TASK REQUIREMENTS: Set out every line of the entries below as one numbered list, skipping blank lines. Leave the pictures out.

--- EXERCISE DATA ---

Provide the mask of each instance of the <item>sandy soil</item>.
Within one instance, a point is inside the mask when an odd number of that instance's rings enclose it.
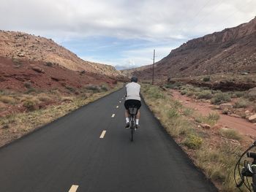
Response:
[[[192,108],[203,115],[207,115],[210,112],[218,111],[212,110],[211,107],[213,105],[210,103],[200,102],[198,100],[182,96],[178,91],[175,90],[172,91],[172,93],[173,98],[182,102],[185,107]],[[220,119],[217,123],[218,126],[235,128],[242,134],[256,137],[256,126],[253,123],[246,121],[245,119],[231,117],[220,112],[219,115]]]

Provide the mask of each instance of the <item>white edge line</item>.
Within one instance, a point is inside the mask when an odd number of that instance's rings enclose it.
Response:
[[[71,186],[69,192],[75,192],[77,191],[79,185],[73,185]]]
[[[107,131],[104,130],[102,133],[102,134],[100,135],[99,138],[100,139],[103,139],[105,137],[105,134],[106,134]]]

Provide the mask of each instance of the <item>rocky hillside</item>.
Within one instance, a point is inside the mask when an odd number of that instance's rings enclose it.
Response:
[[[58,64],[0,56],[0,90],[80,91],[91,85],[113,87],[117,80],[105,75],[75,72]]]
[[[151,65],[133,72],[150,78]],[[192,39],[156,64],[157,78],[256,72],[256,18],[249,23]]]
[[[114,67],[85,61],[52,39],[20,32],[0,31],[0,56],[50,62],[73,71],[120,76]]]

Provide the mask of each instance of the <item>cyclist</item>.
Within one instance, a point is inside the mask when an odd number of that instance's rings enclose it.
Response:
[[[126,99],[124,102],[125,107],[125,120],[127,121],[127,124],[125,128],[129,127],[129,107],[130,106],[134,105],[137,109],[136,114],[136,122],[135,122],[135,128],[139,128],[139,119],[140,117],[140,107],[141,107],[140,102],[140,85],[137,83],[138,78],[136,77],[132,77],[131,78],[131,82],[128,83],[126,85]]]

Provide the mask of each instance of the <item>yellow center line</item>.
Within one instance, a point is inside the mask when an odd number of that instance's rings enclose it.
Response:
[[[106,134],[106,131],[105,131],[105,130],[104,130],[104,131],[102,131],[102,134],[101,134],[100,137],[99,137],[100,139],[103,139],[103,138],[104,138],[104,136],[105,136],[105,134]]]
[[[78,187],[79,187],[78,185],[72,185],[70,189],[69,189],[69,192],[75,192],[75,191],[77,191]]]

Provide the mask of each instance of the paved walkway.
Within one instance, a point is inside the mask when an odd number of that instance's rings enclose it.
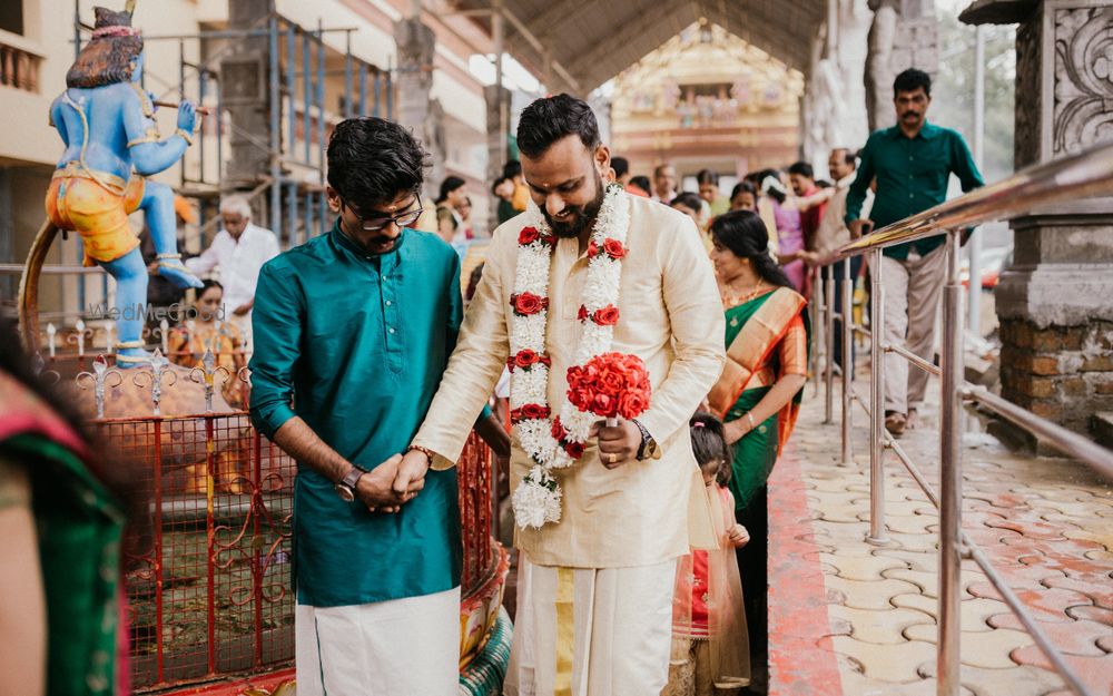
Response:
[[[839,465],[839,427],[823,424],[821,393],[807,389],[770,482],[770,693],[934,695],[938,513],[889,453],[886,523],[895,546],[866,543],[866,420],[858,409],[857,465]],[[930,390],[937,394],[937,383]],[[837,421],[838,395],[835,403]],[[936,415],[929,404],[923,427],[900,444],[937,487]],[[984,434],[967,435],[963,457],[964,529],[1091,693],[1113,695],[1113,487],[1076,462],[1017,455]],[[964,694],[1066,694],[971,561],[963,587]]]

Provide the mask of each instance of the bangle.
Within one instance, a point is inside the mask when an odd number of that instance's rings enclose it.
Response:
[[[406,454],[413,451],[417,451],[424,454],[429,459],[430,463],[433,463],[433,459],[436,457],[435,454],[433,454],[433,450],[424,448],[420,444],[411,444],[410,447],[406,448]]]

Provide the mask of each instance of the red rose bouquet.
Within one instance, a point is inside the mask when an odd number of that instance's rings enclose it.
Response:
[[[630,420],[644,413],[652,391],[646,363],[637,355],[603,353],[568,371],[568,400],[605,418],[610,427],[620,415]]]

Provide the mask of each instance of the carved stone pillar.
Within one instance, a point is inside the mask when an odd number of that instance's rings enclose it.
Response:
[[[869,0],[874,22],[866,55],[866,114],[869,130],[896,124],[893,80],[908,68],[935,78],[939,70],[939,24],[933,0]]]
[[[406,18],[394,22],[394,41],[398,50],[397,119],[413,129],[430,154],[432,167],[425,176],[423,197],[431,203],[444,178],[445,153],[444,109],[437,100],[430,99],[436,36],[420,19]]]
[[[500,92],[502,98],[500,99]],[[487,106],[487,182],[493,183],[502,176],[506,164],[506,129],[510,128],[511,92],[505,87],[487,85],[483,88]],[[489,213],[487,229],[499,226],[499,206],[492,205]]]
[[[968,23],[1016,31],[1016,167],[1113,139],[1107,0],[981,0]],[[1072,430],[1113,411],[1113,198],[1014,219],[997,287],[1002,395]]]
[[[260,17],[274,12],[274,0],[237,0],[228,3],[228,28],[256,28]],[[233,41],[220,61],[220,89],[232,120],[228,134],[230,156],[225,170],[229,188],[250,188],[270,170],[270,153],[260,143],[270,139],[267,95],[267,38],[248,37]],[[259,219],[266,219],[260,216]]]

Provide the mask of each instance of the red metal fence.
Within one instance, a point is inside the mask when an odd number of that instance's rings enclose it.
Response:
[[[264,672],[294,657],[294,462],[244,412],[101,419],[106,453],[135,457],[152,493],[149,551],[127,574],[131,679],[151,690]],[[490,452],[460,462],[463,592],[489,575]]]

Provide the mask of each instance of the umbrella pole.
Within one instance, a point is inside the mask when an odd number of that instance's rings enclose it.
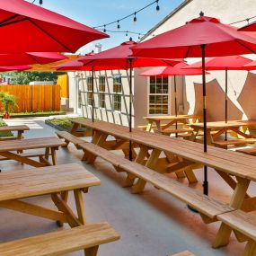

---

SOLVED PROBLEM:
1. Provide the mask of each instance of the <item>sandy soil</item>.
2. Within one instance, a point is inside the mask when an odd number of that instance's rings enclose it.
3. Response:
4. [[[192,108],[203,115],[207,115],[210,112],[218,111],[212,110],[211,107],[213,105],[210,103],[200,102],[198,100],[182,96],[178,91],[175,90],[172,91],[172,93],[173,98],[182,102],[185,107]],[[220,119],[217,123],[218,126],[235,128],[242,134],[256,137],[256,126],[253,123],[246,121],[245,119],[231,117],[220,112],[219,115]]]
5. Provide the mask of each instance of the <item>white edge line</item>.
6. Within one instance, a point is inside the mask when an odd number of that instance's rings enclose it.
7. Response:
8. [[[71,186],[69,192],[75,192],[77,191],[79,185],[73,185]]]
9. [[[107,131],[104,130],[102,133],[102,134],[100,135],[99,138],[100,139],[103,139],[105,137],[105,134],[106,134]]]
10. Provide the mask of each instance of the <item>rocky hillside</item>.
11. Within one instance, a point is inside the mask when an odd number of that instance's rings enclose it.
12. Response:
13. [[[58,64],[0,56],[0,90],[80,91],[91,85],[113,87],[117,80],[105,75],[75,72]]]
14. [[[151,65],[133,72],[150,78]],[[192,39],[156,64],[157,78],[256,72],[256,18],[249,23]]]
15. [[[114,67],[85,61],[52,39],[20,32],[0,31],[0,56],[50,62],[73,71],[120,76]]]
16. Provide the mask of each instance of the <item>cyclist</item>.
17. Within one instance, a point is inside the mask when an odd number of that instance's rings enclose it.
18. Response:
19. [[[126,99],[124,102],[125,107],[125,120],[127,121],[127,124],[125,128],[129,127],[129,107],[130,106],[134,105],[137,109],[136,114],[136,122],[135,122],[135,128],[139,128],[139,119],[140,117],[140,107],[141,107],[140,102],[140,85],[137,83],[138,78],[136,77],[132,77],[131,78],[131,82],[128,83],[126,85]]]
20. Provide the mask of each instance of the <item>yellow center line</item>.
21. Within one instance, a point is inside the mask when an odd number of that instance's rings enclose it.
22. Response:
23. [[[106,134],[106,131],[105,131],[105,130],[104,130],[104,131],[102,131],[102,134],[101,134],[100,137],[99,137],[100,139],[103,139],[103,138],[104,138],[104,136],[105,136],[105,134]]]
24. [[[78,187],[79,187],[78,185],[72,185],[70,189],[69,189],[69,192],[75,192],[75,191],[77,191]]]
25. Provide the mask of each instance of the paved walkway.
26. Within one instance, a point is inside the mask when an odd number of that instance's rings enclose it.
27. Response:
28. [[[839,465],[839,427],[823,424],[821,393],[807,389],[770,482],[770,693],[934,695],[938,513],[889,453],[886,523],[895,546],[866,543],[866,420],[858,409],[857,465]],[[930,390],[937,394],[937,383]],[[837,421],[838,395],[835,403]],[[936,415],[929,404],[923,427],[900,444],[937,487]],[[984,434],[967,435],[963,457],[964,529],[1091,693],[1113,695],[1113,487],[1076,462],[1017,455]],[[964,694],[1066,694],[971,561],[963,587]]]
29. Provide the mask of each instance of the bangle.
30. Within one instance, a point is inside the mask when an odd number of that instance's rings enclose it.
31. Response:
32. [[[406,454],[413,451],[417,451],[424,454],[429,459],[430,463],[433,463],[433,459],[436,457],[435,454],[433,454],[433,450],[424,448],[420,444],[411,444],[410,447],[406,448]]]
33. Provide the mask of each instance of the red rose bouquet.
34. Within one instance, a point is inside the mask when an odd number of that instance's rings enclose it.
35. Response:
36. [[[630,420],[644,413],[652,391],[646,363],[637,355],[603,353],[568,371],[568,400],[605,418],[610,427],[620,415]]]
37. Provide the mask of each instance of the carved stone pillar.
38. Within one instance, a point is inside the mask when an odd number of that instance's rings enclose it.
39. Response:
40. [[[869,0],[874,22],[866,55],[866,114],[869,130],[896,124],[893,80],[908,68],[935,78],[939,70],[939,24],[933,0]]]
41. [[[406,18],[394,22],[394,41],[398,50],[397,119],[413,129],[430,154],[432,167],[425,176],[423,197],[431,203],[444,178],[445,153],[444,109],[437,100],[430,99],[436,36],[420,19]]]
42. [[[500,92],[502,98],[500,99]],[[487,106],[487,182],[493,183],[502,176],[506,164],[506,129],[510,128],[511,92],[505,87],[487,85],[483,88]],[[489,213],[487,229],[499,226],[499,206],[492,205]]]
43. [[[968,23],[1016,31],[1016,167],[1113,139],[1107,0],[981,0]],[[1072,430],[1113,411],[1113,198],[1014,219],[997,287],[1002,395]]]
44. [[[260,17],[274,12],[274,0],[237,0],[228,3],[228,28],[256,28]],[[233,41],[220,61],[220,89],[232,120],[228,134],[230,156],[225,170],[229,188],[250,188],[270,170],[270,153],[260,143],[270,139],[267,95],[267,38],[248,37]],[[259,219],[266,219],[260,216]]]
45. Provide the mask of each instance of the red metal fence.
46. Within one instance, a point is inside the mask when an odd number of that instance's rings enclose it.
47. Response:
48. [[[264,672],[294,657],[294,462],[244,412],[101,419],[106,453],[135,457],[152,493],[149,551],[127,574],[131,679],[151,690]],[[490,452],[460,462],[463,592],[489,575]]]
49. Provide the mask of each instance of the umbrella pole.
50. Within one instance, a point is inside the mask when an odd number of that instance's rings enclose it.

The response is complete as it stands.